# Excerpted data:

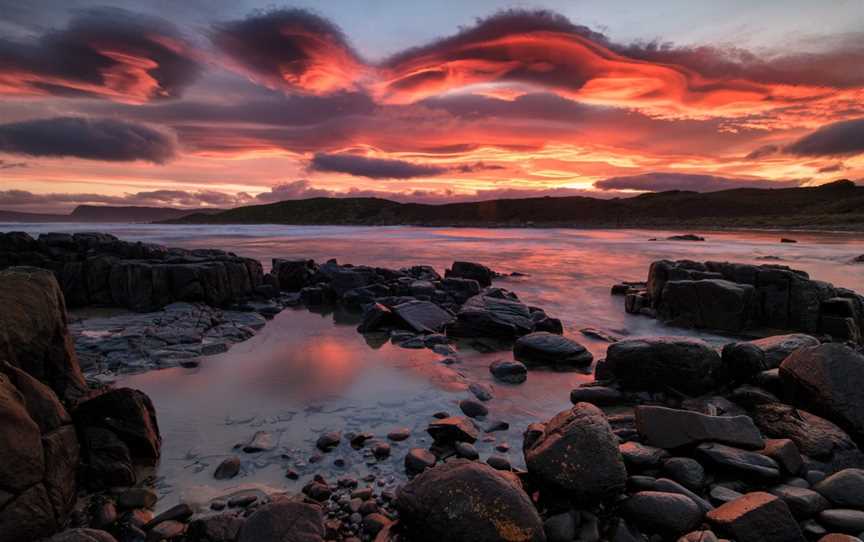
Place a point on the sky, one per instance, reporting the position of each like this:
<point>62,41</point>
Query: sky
<point>216,103</point>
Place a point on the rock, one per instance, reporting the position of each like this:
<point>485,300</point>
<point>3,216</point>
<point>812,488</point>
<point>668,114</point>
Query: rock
<point>802,502</point>
<point>785,453</point>
<point>756,517</point>
<point>35,337</point>
<point>419,460</point>
<point>487,316</point>
<point>328,441</point>
<point>452,429</point>
<point>813,435</point>
<point>512,372</point>
<point>641,456</point>
<point>577,451</point>
<point>740,462</point>
<point>228,468</point>
<point>464,501</point>
<point>686,471</point>
<point>668,514</point>
<point>829,380</point>
<point>843,520</point>
<point>659,363</point>
<point>778,347</point>
<point>422,316</point>
<point>128,414</point>
<point>261,441</point>
<point>473,409</point>
<point>845,489</point>
<point>469,270</point>
<point>671,428</point>
<point>284,520</point>
<point>549,349</point>
<point>596,395</point>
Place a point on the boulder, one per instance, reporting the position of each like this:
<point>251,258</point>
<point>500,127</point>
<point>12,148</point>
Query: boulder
<point>660,363</point>
<point>284,520</point>
<point>469,270</point>
<point>829,380</point>
<point>465,501</point>
<point>576,451</point>
<point>487,316</point>
<point>549,349</point>
<point>671,428</point>
<point>657,512</point>
<point>756,517</point>
<point>33,331</point>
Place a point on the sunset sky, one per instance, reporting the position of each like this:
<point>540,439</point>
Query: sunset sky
<point>223,103</point>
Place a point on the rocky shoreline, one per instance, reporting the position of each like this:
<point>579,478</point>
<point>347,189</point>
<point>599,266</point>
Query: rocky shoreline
<point>674,440</point>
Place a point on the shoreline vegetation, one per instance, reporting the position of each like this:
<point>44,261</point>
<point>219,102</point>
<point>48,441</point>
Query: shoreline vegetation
<point>675,439</point>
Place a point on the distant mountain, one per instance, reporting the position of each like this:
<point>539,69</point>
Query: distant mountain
<point>838,205</point>
<point>104,213</point>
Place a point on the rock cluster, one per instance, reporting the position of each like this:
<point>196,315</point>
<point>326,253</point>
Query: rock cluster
<point>739,297</point>
<point>100,269</point>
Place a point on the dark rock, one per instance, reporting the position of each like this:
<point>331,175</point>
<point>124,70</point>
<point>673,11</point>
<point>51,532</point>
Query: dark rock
<point>469,270</point>
<point>452,429</point>
<point>512,372</point>
<point>670,428</point>
<point>756,517</point>
<point>548,349</point>
<point>740,462</point>
<point>668,514</point>
<point>462,501</point>
<point>845,489</point>
<point>829,380</point>
<point>577,452</point>
<point>284,520</point>
<point>419,460</point>
<point>660,363</point>
<point>228,468</point>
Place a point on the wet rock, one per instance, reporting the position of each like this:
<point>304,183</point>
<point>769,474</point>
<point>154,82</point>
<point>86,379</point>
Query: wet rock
<point>419,460</point>
<point>739,462</point>
<point>464,501</point>
<point>473,409</point>
<point>549,349</point>
<point>659,363</point>
<point>671,428</point>
<point>756,517</point>
<point>473,271</point>
<point>452,429</point>
<point>512,372</point>
<point>228,468</point>
<point>829,380</point>
<point>814,436</point>
<point>261,441</point>
<point>802,502</point>
<point>284,520</point>
<point>667,514</point>
<point>422,316</point>
<point>845,489</point>
<point>577,451</point>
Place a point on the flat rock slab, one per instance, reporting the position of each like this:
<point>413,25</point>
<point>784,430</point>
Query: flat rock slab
<point>423,316</point>
<point>756,517</point>
<point>671,428</point>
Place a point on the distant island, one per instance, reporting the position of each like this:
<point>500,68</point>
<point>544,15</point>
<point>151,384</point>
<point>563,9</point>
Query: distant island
<point>834,206</point>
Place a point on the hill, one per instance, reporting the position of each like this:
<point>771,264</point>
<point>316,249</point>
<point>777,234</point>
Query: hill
<point>838,205</point>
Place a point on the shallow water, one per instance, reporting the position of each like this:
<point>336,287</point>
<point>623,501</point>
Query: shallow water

# Exercise description:
Write every record out again exactly; no pictures belong in the copy.

# Solution to this exercise:
Place a point on the sky, one per instance, reporting the position of each like this:
<point>62,41</point>
Query: sky
<point>216,103</point>
Place a point on the rock, one per instance, reporting the position of each like this:
<point>485,300</point>
<point>3,216</point>
<point>812,488</point>
<point>668,114</point>
Query: rock
<point>802,502</point>
<point>785,453</point>
<point>756,517</point>
<point>35,337</point>
<point>419,460</point>
<point>487,316</point>
<point>328,441</point>
<point>452,429</point>
<point>813,435</point>
<point>512,372</point>
<point>641,456</point>
<point>577,451</point>
<point>740,462</point>
<point>228,468</point>
<point>464,501</point>
<point>686,471</point>
<point>668,514</point>
<point>829,380</point>
<point>843,520</point>
<point>659,363</point>
<point>778,347</point>
<point>422,316</point>
<point>128,414</point>
<point>261,441</point>
<point>473,409</point>
<point>845,489</point>
<point>469,270</point>
<point>671,428</point>
<point>284,520</point>
<point>549,349</point>
<point>596,395</point>
Place a point on the boulder, one per instance, reporting the position of each like this:
<point>251,258</point>
<point>500,127</point>
<point>12,148</point>
Query: boulder
<point>660,363</point>
<point>284,520</point>
<point>469,270</point>
<point>829,380</point>
<point>465,501</point>
<point>576,451</point>
<point>487,316</point>
<point>549,349</point>
<point>671,428</point>
<point>657,512</point>
<point>756,517</point>
<point>33,331</point>
Place a point on the sunset sky, one per instance, reporting the position of each like this:
<point>540,439</point>
Query: sunset sky
<point>223,103</point>
Place a point on the rocky shoreline, one per instance, reporting the position of each like this:
<point>579,478</point>
<point>347,189</point>
<point>599,266</point>
Query: rocky shoreline
<point>674,440</point>
Place a point on the shoreline vegetation, one per instance, reporting the position of each like this:
<point>44,261</point>
<point>219,102</point>
<point>48,441</point>
Query: shoreline vegetation
<point>675,439</point>
Place a point on the distant mountain, one per instance, reporting the position of each like this:
<point>539,69</point>
Query: distant mountain
<point>838,205</point>
<point>104,213</point>
Place a point on the rock cluster, one per instance, reporting the position of each like this:
<point>196,315</point>
<point>326,253</point>
Query: rock cluster
<point>739,297</point>
<point>100,269</point>
Place a point on the dark rock, one per instance, reporting the position of each like this:
<point>331,175</point>
<point>124,70</point>
<point>673,11</point>
<point>51,532</point>
Query: dark rock
<point>469,270</point>
<point>452,429</point>
<point>512,372</point>
<point>670,428</point>
<point>756,517</point>
<point>548,349</point>
<point>740,462</point>
<point>668,514</point>
<point>462,501</point>
<point>845,489</point>
<point>829,380</point>
<point>577,452</point>
<point>284,520</point>
<point>419,460</point>
<point>660,363</point>
<point>228,468</point>
Place a point on the wet rock, one per instance, reporting the position of each like this:
<point>304,183</point>
<point>769,474</point>
<point>154,82</point>
<point>86,379</point>
Query: wet rock
<point>419,460</point>
<point>739,462</point>
<point>464,501</point>
<point>473,409</point>
<point>549,349</point>
<point>659,363</point>
<point>671,428</point>
<point>756,517</point>
<point>473,271</point>
<point>452,429</point>
<point>512,372</point>
<point>228,468</point>
<point>829,380</point>
<point>814,436</point>
<point>261,441</point>
<point>802,502</point>
<point>284,520</point>
<point>667,514</point>
<point>422,316</point>
<point>845,489</point>
<point>577,451</point>
Place a point on the flat rock slab, one per instance, reporting the position of each like this:
<point>413,25</point>
<point>784,430</point>
Query: flat rock slab
<point>423,316</point>
<point>756,517</point>
<point>671,428</point>
Place a point on the distant island, one per instance, reporting the position of each like this:
<point>500,68</point>
<point>544,15</point>
<point>151,384</point>
<point>563,9</point>
Query: distant island
<point>834,206</point>
Place a point on the hill, one per instance, reporting the position of each like this:
<point>771,264</point>
<point>316,249</point>
<point>777,234</point>
Query: hill
<point>838,205</point>
Place a point on the shallow water, one per instance, reporting the position of each like this:
<point>336,287</point>
<point>623,501</point>
Query: shallow water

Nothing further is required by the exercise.